Instructions to follow: Return every line of the rows below that contains the string "woven". Case counts.

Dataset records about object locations
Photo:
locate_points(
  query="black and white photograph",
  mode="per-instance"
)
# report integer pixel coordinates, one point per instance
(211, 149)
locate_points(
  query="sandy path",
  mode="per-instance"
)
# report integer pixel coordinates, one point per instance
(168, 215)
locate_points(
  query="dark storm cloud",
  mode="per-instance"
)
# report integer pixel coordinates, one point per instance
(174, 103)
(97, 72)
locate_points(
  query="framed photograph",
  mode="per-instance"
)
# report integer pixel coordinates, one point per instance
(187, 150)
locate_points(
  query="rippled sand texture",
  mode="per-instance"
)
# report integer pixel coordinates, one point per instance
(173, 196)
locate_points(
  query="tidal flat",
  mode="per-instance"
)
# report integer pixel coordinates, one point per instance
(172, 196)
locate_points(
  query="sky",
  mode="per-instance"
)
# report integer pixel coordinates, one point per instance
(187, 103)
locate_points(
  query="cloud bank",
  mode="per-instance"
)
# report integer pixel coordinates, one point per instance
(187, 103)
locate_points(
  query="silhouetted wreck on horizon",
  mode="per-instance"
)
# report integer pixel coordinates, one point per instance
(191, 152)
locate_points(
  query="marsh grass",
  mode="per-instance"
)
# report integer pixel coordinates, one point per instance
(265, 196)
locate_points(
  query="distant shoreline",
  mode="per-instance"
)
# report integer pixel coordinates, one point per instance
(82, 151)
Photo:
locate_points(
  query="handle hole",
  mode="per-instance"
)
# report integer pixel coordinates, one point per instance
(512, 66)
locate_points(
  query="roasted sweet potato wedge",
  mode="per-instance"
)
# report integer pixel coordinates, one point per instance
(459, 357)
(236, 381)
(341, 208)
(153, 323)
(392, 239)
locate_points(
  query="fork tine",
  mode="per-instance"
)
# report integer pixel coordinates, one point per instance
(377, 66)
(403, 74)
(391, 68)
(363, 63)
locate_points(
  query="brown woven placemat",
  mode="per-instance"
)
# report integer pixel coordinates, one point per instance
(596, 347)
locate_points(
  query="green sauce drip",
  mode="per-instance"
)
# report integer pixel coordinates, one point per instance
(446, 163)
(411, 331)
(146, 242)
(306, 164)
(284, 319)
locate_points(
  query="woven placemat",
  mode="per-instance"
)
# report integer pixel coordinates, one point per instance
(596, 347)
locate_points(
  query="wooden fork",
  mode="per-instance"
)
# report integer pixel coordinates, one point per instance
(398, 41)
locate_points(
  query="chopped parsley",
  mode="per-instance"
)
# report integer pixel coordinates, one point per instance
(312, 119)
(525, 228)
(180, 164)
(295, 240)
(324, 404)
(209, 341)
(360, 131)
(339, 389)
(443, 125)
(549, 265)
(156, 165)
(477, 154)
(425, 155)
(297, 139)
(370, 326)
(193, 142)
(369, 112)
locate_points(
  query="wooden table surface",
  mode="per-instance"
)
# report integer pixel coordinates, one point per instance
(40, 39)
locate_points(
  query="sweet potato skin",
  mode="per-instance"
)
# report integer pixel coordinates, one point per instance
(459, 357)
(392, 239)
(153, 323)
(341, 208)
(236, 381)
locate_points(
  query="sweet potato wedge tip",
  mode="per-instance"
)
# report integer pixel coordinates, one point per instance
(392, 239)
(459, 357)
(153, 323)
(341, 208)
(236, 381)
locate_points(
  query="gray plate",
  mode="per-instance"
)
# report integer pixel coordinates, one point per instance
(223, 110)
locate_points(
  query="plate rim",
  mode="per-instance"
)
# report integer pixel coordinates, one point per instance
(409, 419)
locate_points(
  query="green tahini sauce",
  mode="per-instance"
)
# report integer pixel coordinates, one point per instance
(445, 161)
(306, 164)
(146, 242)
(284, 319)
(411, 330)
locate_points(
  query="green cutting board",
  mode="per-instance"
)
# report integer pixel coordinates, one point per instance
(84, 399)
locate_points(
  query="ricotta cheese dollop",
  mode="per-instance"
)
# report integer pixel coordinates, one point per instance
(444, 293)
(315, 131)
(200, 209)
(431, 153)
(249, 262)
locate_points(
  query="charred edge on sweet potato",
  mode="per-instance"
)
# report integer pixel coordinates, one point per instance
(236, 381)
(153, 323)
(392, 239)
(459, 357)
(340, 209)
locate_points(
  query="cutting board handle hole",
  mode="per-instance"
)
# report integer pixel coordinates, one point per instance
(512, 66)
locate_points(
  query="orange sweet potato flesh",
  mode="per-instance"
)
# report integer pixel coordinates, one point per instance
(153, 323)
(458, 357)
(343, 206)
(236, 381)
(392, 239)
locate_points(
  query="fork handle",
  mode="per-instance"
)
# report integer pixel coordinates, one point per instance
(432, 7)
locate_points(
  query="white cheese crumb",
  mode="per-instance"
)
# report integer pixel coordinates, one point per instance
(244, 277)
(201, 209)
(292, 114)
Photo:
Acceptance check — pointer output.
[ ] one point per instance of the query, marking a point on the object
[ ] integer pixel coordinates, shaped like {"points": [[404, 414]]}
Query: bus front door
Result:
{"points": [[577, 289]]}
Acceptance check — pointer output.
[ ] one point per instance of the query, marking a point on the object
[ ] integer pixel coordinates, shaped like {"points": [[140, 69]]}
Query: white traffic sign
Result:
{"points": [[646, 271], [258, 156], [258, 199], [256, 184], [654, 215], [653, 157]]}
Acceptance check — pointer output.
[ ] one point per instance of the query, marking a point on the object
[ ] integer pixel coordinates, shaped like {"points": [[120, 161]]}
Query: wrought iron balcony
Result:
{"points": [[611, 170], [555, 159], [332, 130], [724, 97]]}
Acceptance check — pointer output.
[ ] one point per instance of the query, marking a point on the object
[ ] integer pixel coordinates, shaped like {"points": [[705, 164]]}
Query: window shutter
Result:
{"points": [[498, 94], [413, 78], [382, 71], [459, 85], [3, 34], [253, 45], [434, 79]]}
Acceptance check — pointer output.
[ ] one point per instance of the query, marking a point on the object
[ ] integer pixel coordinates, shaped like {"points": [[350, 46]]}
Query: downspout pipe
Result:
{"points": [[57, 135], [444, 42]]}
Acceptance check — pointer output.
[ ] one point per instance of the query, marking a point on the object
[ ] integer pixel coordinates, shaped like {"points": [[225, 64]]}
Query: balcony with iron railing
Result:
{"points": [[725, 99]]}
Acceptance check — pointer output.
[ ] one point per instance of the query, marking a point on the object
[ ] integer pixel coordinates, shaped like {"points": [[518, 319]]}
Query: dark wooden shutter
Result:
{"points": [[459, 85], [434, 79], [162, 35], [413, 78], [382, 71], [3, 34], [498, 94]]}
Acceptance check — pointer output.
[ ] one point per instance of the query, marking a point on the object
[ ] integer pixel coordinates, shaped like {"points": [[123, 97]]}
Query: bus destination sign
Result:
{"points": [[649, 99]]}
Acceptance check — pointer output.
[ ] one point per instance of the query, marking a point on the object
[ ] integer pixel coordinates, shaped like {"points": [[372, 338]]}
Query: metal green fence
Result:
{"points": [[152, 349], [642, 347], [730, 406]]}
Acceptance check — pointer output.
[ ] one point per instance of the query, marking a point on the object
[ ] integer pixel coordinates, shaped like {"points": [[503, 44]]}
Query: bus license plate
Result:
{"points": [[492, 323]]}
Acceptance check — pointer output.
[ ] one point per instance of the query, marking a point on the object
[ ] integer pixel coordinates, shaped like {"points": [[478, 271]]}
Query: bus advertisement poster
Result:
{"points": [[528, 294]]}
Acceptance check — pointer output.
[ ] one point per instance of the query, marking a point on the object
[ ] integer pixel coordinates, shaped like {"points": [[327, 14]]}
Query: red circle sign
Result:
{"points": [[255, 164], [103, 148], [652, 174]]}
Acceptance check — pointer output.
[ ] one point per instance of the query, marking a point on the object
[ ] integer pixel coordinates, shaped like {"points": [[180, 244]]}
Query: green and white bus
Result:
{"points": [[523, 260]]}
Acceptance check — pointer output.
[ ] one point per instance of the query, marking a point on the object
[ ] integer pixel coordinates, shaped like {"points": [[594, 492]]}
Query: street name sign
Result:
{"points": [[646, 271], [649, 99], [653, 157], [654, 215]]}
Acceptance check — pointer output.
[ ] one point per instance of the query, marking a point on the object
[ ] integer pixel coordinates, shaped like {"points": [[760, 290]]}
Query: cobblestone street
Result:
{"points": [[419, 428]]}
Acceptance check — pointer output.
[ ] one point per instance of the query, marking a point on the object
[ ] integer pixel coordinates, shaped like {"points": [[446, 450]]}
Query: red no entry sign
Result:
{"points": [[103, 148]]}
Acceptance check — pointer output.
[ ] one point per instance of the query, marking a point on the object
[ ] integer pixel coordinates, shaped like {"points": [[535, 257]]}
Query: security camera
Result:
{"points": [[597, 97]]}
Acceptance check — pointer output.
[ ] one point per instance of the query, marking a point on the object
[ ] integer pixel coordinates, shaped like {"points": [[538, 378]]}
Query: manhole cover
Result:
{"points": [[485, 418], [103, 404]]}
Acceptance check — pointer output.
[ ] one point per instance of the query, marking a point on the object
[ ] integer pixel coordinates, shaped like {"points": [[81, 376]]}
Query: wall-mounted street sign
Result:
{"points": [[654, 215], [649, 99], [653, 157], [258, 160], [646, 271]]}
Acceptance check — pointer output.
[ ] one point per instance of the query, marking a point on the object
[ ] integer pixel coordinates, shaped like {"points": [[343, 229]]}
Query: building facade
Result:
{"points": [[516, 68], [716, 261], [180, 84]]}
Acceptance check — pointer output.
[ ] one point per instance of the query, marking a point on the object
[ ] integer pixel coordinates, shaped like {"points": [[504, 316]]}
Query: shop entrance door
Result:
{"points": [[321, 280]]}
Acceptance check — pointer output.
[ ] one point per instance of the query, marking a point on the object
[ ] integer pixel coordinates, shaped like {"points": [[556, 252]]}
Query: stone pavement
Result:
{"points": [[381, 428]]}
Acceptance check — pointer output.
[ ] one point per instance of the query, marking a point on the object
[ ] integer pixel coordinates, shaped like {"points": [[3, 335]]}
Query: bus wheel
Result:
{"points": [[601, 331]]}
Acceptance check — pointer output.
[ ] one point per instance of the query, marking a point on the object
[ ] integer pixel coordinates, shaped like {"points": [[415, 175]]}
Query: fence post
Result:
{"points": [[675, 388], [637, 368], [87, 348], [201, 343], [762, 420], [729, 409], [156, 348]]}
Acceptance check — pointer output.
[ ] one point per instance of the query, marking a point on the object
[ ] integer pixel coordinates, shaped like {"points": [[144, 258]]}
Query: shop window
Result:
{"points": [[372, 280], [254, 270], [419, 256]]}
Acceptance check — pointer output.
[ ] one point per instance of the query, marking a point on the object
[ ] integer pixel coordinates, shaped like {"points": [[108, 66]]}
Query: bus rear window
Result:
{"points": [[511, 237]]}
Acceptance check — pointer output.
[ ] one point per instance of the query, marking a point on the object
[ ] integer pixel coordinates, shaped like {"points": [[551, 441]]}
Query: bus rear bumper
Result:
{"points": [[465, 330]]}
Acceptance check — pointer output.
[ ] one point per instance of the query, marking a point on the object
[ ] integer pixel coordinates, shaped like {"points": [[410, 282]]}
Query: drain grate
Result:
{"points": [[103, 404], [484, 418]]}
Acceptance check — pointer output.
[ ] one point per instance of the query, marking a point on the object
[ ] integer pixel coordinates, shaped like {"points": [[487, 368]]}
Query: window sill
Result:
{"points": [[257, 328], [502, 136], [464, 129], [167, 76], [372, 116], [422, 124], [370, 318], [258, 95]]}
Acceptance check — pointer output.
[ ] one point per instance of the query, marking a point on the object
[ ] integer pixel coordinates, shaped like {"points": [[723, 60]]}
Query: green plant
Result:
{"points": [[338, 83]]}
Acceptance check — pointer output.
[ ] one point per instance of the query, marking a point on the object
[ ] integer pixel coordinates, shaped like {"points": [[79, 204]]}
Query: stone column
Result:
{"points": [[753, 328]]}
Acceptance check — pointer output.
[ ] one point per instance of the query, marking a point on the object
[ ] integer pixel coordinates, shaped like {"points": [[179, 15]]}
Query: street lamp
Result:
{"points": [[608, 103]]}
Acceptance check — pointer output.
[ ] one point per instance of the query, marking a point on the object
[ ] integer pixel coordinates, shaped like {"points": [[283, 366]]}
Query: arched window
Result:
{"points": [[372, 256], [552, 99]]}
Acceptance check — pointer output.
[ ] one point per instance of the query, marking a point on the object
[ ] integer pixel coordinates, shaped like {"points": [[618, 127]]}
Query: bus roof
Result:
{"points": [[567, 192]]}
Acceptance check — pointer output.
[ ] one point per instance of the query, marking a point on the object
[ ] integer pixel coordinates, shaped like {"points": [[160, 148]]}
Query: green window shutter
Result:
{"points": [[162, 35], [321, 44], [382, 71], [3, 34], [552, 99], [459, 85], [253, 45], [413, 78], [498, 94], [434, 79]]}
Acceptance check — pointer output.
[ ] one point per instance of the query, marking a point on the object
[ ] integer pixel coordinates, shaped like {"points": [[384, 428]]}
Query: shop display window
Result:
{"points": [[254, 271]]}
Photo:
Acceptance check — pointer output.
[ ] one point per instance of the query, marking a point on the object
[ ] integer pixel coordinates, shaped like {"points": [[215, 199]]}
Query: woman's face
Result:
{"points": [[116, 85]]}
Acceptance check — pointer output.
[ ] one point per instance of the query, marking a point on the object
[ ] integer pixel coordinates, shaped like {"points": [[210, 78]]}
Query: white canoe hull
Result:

Completed task:
  query="brown woven placemat",
  query="woven placemat",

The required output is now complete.